● Seçilmiş bölüm:
| 
 
69 
- 
ÜÇÜNCÜ CİLD - 15.MEKTÛB
      
                      
                      (İmâm-ı Rabbânî Ahmedî Fârûkî Serhendî) 
Bu mektûb, mîr Muhammed 
Nu’mâna “kaddesallahü teâlâ sirrehül’azîz” yazılmış olup, sevgiliden gelen 
sıkıntıların, acıların, seven kimseye, Onun ni’metlerinden, tatlılarından dahâ 
tatlı olduğunu bildirmekdedir: 
Allahü 
teâlâya hamd olsun ve Onun seçdiği, sevdiği kimselere selâmlar olsun! Kıymetli 
seyyid kardeşim! Dikkatle dinleyiniz! İyi düşünceli olan kardeşlerimizin 
derdlerden kurtulmamız için, her çâreye baş vurduklarını, hiçbirinin fâide 
vermediğini haber aldım. (Allahü teâlânın yaratdıklarında, gönderdiklerinde 
hayr, iyilik vardır) hadîs-i şerîfi meşhûrdur. İnsan olduğumuz için, 
başımıza gelenlerden, bir aralık üzülmüşdük. İçimiz sıkılmışdı. Birkaç gün 
sonra, Allahü teâlânın lutfü ile, üzüntü ve sıkıntılar gitdi, hiç kalmadı.

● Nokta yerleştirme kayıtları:

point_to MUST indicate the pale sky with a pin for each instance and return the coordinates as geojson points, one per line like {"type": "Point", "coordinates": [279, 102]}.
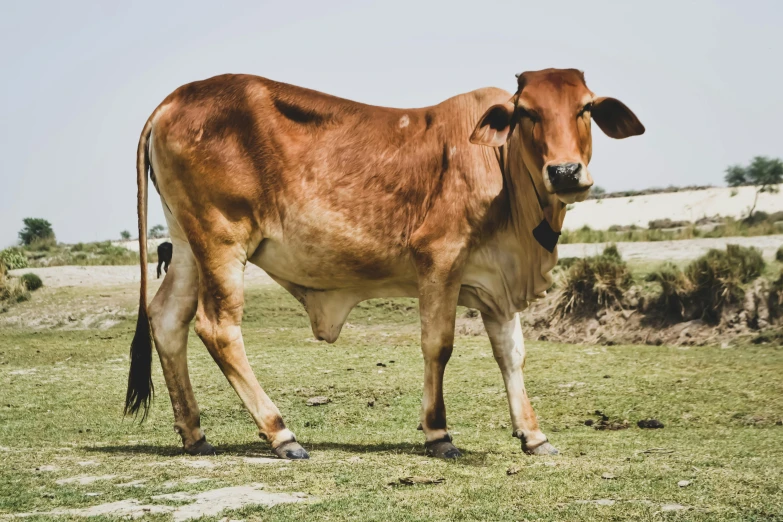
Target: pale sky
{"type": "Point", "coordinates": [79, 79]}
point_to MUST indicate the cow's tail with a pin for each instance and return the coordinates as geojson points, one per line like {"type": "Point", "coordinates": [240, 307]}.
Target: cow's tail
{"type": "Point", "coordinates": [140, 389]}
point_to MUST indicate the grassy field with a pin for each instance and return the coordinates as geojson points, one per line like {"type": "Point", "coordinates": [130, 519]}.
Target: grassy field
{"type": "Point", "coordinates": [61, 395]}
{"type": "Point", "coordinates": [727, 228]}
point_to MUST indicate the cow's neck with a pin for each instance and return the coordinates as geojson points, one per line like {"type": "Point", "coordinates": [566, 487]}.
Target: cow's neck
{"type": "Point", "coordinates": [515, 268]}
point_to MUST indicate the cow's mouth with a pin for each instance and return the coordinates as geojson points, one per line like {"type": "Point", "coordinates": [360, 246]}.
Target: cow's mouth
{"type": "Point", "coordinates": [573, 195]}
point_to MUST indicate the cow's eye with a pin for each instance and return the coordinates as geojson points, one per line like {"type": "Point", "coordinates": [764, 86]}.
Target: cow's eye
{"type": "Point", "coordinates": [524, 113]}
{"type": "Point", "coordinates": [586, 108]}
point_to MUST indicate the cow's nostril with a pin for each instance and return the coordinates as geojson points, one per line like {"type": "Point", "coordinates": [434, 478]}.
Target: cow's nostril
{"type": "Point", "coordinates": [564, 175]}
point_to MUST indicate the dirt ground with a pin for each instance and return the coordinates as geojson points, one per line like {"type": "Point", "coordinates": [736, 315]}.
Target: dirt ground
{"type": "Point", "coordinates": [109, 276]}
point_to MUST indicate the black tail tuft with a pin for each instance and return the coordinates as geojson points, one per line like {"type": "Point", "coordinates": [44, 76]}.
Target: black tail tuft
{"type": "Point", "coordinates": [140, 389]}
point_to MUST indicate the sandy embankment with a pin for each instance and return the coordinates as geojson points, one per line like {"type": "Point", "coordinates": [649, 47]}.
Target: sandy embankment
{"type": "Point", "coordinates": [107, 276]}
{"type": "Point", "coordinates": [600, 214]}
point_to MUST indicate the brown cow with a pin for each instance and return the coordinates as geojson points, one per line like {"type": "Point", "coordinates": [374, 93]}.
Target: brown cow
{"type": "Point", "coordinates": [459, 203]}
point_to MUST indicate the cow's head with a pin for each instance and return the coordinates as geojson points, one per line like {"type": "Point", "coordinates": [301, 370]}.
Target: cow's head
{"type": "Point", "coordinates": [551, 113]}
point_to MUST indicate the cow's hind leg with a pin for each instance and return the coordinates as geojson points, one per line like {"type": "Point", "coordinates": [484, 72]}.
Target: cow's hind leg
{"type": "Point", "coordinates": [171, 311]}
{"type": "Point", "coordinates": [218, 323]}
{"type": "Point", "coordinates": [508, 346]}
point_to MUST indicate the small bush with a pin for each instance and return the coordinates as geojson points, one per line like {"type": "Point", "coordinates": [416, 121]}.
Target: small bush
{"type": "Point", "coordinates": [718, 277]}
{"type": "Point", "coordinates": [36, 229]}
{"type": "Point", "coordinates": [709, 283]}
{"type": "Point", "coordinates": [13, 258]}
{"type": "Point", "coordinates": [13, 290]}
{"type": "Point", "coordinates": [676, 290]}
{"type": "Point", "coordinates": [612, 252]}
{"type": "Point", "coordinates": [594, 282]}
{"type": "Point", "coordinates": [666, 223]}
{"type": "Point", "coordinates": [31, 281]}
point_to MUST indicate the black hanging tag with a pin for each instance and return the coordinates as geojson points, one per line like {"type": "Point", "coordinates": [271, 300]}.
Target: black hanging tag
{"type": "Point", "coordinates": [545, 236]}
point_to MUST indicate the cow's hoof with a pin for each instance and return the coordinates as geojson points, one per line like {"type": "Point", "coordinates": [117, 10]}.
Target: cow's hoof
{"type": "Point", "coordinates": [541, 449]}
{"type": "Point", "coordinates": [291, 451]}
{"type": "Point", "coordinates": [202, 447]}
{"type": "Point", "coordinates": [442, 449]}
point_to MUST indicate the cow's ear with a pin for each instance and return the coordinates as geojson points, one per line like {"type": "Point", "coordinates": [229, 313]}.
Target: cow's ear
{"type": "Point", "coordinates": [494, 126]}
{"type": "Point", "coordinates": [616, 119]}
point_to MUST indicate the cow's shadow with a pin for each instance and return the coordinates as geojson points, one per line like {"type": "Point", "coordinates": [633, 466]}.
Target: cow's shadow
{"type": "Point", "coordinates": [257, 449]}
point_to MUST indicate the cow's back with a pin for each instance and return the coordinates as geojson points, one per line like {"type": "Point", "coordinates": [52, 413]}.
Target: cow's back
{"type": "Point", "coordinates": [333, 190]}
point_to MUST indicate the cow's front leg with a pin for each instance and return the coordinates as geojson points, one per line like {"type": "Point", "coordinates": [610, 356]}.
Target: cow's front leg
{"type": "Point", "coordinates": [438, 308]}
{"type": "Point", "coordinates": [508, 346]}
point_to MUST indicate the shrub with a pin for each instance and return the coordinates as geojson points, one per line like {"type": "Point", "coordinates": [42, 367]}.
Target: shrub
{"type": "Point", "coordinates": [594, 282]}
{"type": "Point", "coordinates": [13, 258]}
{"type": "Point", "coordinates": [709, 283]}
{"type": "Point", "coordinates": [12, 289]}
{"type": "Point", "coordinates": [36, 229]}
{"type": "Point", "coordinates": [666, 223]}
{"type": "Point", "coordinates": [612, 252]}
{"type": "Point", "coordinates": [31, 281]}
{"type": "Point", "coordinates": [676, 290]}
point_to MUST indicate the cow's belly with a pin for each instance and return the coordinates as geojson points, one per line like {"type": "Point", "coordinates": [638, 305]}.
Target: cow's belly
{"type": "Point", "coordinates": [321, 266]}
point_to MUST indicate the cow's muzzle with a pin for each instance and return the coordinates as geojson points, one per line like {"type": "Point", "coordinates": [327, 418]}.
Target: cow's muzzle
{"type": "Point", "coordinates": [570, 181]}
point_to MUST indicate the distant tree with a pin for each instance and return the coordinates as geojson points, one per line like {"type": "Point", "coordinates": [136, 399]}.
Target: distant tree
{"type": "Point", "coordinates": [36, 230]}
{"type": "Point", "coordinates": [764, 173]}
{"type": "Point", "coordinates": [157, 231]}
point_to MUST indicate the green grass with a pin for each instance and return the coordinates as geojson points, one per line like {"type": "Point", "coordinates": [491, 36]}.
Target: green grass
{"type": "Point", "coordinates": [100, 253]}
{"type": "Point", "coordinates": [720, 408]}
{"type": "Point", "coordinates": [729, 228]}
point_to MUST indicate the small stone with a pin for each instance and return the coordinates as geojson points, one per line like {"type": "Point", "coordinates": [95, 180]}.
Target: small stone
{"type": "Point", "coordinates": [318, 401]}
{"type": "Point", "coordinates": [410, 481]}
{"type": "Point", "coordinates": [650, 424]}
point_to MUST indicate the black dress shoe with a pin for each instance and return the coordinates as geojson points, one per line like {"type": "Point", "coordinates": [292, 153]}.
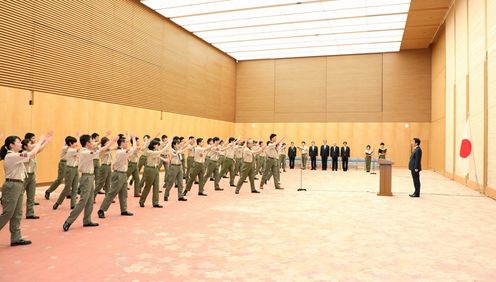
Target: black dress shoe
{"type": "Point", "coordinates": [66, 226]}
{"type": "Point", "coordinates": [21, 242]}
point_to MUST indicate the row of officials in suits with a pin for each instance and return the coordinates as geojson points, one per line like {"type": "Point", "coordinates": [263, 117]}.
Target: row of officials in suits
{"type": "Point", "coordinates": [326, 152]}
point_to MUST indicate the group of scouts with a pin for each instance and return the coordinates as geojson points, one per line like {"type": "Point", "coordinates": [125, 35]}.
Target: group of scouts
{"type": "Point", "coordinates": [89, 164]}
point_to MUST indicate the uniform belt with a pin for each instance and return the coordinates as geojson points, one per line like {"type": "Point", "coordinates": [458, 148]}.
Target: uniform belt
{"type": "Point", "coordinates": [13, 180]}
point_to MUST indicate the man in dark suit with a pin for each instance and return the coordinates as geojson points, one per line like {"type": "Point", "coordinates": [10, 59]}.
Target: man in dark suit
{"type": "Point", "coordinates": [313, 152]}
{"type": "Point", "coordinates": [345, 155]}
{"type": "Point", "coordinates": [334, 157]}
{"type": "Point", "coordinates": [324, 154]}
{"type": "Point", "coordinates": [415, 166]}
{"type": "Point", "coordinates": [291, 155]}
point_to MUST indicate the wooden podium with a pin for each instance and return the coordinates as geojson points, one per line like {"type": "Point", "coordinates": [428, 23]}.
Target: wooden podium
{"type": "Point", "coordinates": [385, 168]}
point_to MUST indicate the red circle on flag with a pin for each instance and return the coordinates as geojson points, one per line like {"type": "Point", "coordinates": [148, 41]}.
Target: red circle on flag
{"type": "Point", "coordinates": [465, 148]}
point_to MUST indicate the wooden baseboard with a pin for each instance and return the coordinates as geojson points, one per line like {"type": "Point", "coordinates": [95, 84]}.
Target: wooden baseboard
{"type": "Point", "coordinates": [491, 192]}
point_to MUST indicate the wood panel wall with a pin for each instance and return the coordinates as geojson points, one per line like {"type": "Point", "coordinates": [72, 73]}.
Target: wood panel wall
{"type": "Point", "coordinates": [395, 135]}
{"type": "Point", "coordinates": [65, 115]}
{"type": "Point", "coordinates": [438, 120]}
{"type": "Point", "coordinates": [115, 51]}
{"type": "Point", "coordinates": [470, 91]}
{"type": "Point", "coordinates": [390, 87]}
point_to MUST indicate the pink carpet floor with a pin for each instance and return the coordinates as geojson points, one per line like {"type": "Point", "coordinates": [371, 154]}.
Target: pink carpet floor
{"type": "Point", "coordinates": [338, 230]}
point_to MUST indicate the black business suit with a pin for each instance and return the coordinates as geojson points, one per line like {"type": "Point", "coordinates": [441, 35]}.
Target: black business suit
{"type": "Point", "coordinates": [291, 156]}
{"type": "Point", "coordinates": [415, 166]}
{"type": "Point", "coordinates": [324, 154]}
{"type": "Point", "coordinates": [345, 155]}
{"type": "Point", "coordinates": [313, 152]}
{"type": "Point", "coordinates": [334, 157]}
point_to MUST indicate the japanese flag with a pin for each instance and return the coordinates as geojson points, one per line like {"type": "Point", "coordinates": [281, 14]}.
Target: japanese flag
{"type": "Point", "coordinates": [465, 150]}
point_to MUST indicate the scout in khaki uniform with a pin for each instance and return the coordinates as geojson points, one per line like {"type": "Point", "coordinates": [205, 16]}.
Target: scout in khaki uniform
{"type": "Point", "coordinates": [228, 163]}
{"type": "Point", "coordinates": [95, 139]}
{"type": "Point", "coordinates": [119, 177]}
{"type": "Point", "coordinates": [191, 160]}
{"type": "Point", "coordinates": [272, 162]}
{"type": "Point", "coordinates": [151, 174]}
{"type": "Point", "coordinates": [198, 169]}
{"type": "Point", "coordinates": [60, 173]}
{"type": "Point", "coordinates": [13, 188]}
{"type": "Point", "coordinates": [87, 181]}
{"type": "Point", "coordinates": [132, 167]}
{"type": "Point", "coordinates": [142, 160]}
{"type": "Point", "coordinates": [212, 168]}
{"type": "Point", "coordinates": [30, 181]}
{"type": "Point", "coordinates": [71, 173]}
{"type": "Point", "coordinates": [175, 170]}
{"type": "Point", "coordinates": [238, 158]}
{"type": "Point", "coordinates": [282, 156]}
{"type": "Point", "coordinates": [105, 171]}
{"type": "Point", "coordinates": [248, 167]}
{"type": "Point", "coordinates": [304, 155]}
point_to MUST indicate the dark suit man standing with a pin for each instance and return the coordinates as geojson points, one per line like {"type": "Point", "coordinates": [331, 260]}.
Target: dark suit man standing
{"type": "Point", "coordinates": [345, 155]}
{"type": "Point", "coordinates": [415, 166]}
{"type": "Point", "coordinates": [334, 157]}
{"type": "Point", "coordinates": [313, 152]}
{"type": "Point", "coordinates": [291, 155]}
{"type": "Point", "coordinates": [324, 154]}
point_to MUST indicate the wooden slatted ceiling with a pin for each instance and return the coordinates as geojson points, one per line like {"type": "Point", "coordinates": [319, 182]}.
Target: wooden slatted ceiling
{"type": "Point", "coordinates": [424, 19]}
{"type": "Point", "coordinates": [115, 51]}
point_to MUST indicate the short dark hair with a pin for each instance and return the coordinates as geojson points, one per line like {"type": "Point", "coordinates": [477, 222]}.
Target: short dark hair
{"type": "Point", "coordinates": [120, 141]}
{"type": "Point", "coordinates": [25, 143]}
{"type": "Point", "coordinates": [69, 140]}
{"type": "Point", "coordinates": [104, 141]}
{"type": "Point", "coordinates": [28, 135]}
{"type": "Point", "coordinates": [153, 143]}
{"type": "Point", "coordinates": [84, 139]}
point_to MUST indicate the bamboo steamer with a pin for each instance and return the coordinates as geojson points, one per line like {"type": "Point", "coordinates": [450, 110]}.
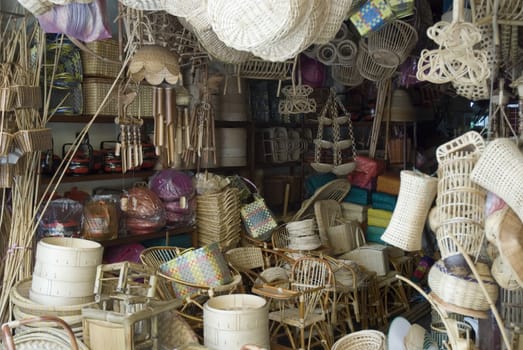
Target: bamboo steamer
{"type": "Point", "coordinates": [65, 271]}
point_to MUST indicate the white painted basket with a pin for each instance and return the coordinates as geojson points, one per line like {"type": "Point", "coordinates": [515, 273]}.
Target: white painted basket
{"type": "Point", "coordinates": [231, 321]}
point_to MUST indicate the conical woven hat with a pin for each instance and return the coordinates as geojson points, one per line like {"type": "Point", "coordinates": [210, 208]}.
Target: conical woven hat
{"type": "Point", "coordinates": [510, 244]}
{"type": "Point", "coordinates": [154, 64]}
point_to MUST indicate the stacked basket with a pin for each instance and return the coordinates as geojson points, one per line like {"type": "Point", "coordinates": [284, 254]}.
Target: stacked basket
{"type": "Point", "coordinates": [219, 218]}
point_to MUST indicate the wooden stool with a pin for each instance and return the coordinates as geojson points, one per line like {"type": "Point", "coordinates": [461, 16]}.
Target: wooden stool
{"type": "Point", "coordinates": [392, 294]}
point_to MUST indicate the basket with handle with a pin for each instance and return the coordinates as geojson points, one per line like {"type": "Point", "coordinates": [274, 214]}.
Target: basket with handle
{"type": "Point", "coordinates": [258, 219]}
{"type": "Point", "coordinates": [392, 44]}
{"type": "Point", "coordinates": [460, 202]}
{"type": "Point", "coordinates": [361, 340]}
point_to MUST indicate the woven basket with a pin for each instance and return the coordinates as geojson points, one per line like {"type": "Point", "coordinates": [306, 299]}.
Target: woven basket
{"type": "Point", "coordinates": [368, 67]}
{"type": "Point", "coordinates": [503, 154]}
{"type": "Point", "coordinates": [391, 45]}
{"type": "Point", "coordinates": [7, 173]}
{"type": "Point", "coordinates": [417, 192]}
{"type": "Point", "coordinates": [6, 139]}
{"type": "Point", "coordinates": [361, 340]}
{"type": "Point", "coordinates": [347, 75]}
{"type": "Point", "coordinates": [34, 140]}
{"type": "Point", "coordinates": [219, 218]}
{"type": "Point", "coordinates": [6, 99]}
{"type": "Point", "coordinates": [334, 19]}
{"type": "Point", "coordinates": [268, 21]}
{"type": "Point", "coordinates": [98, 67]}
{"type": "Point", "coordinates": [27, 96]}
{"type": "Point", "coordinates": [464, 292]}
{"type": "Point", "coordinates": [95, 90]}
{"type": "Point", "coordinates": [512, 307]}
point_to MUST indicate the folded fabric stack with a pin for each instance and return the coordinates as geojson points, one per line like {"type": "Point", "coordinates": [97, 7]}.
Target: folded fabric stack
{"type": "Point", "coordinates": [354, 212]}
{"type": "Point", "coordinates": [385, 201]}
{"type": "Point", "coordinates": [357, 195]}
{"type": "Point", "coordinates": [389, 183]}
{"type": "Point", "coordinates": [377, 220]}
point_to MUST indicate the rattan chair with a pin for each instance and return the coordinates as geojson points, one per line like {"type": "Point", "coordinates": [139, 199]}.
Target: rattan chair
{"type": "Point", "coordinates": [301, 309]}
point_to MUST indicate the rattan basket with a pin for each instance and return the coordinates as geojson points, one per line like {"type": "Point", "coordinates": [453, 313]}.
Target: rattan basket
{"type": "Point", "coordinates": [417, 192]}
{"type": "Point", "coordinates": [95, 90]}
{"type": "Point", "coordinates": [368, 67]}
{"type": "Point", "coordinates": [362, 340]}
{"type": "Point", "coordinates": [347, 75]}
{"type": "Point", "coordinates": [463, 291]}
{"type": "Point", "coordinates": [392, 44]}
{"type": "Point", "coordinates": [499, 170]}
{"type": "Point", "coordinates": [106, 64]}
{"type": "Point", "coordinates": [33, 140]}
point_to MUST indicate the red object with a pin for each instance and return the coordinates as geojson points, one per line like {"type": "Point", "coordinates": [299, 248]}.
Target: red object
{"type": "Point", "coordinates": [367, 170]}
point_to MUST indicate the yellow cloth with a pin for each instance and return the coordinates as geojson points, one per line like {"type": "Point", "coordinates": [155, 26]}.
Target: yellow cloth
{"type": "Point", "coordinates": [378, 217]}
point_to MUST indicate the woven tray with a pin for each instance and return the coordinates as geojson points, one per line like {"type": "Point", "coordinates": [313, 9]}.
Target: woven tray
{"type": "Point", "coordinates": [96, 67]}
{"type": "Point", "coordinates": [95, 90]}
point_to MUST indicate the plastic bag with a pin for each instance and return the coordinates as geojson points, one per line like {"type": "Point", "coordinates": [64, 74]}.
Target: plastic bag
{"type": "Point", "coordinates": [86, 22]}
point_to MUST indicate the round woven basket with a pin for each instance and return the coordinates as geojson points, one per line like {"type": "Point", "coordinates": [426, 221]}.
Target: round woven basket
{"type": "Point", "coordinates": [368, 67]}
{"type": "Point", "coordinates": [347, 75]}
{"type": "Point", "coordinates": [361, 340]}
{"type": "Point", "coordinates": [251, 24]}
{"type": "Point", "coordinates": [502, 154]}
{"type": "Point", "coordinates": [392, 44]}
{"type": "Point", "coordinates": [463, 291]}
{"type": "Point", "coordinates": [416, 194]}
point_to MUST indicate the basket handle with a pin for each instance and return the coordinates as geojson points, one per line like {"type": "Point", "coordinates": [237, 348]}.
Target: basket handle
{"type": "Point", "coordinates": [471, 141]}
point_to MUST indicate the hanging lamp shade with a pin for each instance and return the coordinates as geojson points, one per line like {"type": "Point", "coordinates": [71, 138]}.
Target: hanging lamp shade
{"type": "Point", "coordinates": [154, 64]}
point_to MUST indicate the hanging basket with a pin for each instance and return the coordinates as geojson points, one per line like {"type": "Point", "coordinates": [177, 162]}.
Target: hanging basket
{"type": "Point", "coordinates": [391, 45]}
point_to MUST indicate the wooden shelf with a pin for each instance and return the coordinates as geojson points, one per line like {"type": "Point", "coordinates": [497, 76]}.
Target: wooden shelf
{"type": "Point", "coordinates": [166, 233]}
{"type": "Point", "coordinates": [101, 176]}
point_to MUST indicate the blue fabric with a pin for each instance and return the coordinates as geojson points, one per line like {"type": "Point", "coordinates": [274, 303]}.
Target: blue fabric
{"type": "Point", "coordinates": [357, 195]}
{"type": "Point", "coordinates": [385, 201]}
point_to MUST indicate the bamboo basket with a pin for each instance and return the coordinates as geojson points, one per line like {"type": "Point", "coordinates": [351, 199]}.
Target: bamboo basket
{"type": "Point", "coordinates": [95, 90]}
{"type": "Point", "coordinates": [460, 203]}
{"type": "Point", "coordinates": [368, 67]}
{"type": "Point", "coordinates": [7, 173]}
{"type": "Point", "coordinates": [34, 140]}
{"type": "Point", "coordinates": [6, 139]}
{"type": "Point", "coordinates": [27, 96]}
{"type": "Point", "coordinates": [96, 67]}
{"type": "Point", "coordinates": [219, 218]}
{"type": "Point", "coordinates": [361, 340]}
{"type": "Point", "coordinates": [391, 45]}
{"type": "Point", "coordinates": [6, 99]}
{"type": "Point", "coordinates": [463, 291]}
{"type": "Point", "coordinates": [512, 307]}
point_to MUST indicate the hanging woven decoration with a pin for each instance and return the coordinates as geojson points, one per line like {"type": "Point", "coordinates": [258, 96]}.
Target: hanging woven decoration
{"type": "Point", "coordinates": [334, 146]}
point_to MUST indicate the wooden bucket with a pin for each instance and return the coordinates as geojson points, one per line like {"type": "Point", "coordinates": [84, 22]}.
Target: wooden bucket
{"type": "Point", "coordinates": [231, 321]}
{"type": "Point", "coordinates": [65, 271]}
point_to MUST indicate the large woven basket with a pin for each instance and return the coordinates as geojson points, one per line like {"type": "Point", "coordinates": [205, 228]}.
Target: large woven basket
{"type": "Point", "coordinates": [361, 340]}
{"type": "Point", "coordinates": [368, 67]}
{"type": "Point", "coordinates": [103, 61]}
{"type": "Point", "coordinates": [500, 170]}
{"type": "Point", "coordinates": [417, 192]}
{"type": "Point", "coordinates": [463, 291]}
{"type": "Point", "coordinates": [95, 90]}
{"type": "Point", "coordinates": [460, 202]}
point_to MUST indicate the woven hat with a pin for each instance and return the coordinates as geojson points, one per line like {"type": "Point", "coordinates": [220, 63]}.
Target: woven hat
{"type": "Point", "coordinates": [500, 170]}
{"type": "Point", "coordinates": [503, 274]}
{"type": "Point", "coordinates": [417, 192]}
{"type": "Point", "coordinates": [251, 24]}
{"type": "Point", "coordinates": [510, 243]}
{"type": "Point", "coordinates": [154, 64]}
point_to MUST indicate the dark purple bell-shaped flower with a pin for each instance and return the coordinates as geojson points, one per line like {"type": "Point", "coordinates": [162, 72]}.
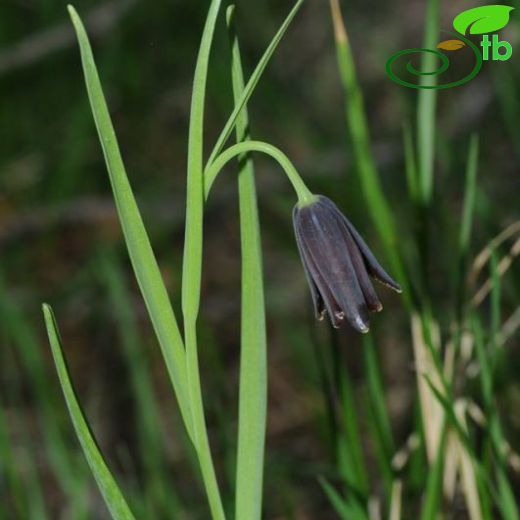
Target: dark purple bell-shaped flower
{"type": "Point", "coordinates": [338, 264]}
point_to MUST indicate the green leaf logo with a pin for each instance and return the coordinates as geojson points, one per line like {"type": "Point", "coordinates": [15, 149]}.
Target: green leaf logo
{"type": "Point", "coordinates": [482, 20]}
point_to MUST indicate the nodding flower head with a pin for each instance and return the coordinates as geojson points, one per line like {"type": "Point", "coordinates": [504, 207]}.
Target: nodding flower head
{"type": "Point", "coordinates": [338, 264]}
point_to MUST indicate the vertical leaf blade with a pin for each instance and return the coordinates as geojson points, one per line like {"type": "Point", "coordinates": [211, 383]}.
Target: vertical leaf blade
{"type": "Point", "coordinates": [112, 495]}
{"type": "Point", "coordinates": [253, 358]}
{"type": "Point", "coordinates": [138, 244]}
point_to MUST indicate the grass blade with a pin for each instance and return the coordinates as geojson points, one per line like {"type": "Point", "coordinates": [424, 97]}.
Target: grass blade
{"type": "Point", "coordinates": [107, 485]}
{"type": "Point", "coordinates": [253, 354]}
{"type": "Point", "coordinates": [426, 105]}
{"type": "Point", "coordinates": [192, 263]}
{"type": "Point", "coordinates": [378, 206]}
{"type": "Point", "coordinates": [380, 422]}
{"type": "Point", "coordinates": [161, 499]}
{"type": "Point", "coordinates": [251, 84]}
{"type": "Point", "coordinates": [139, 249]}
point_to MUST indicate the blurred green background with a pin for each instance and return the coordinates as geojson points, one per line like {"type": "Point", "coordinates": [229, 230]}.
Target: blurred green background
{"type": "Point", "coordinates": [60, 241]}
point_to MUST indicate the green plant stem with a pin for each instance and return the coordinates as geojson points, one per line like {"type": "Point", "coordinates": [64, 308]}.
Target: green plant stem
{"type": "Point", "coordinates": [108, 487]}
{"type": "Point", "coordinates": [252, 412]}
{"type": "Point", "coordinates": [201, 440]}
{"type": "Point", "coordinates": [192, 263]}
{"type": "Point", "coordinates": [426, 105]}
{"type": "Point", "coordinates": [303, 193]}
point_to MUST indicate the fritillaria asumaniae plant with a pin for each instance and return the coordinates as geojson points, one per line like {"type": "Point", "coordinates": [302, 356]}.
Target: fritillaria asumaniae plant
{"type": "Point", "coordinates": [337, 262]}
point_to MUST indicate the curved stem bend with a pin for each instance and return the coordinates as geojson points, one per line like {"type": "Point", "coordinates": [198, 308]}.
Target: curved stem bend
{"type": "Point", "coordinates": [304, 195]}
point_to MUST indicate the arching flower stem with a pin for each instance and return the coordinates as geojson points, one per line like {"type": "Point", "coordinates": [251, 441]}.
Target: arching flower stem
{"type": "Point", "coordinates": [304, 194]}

● Yönerge:
Mektuba göre şu soruları kısaca cevaplayın:
1. Mektup kime yazılmıştır?
2. Kardeşlerin dertlerden kurtuluş için başvurduğu çarelerin sonucu ne olmuştur?
3. Birkaç gün sonra üzüntü ve sıkıntılar ne olmuştur?
Kayıtların bu işle hiçbir ilgisi yoktur.

● Yazılı cevap:
1. Mîr Muhammed Nu'mân'a yazılmıştır.
2. Çarelerin hiçbiri fayda vermemiştir.
3. Allahü teâlânın lutfü ile gitmiş, hiç kalmamıştır.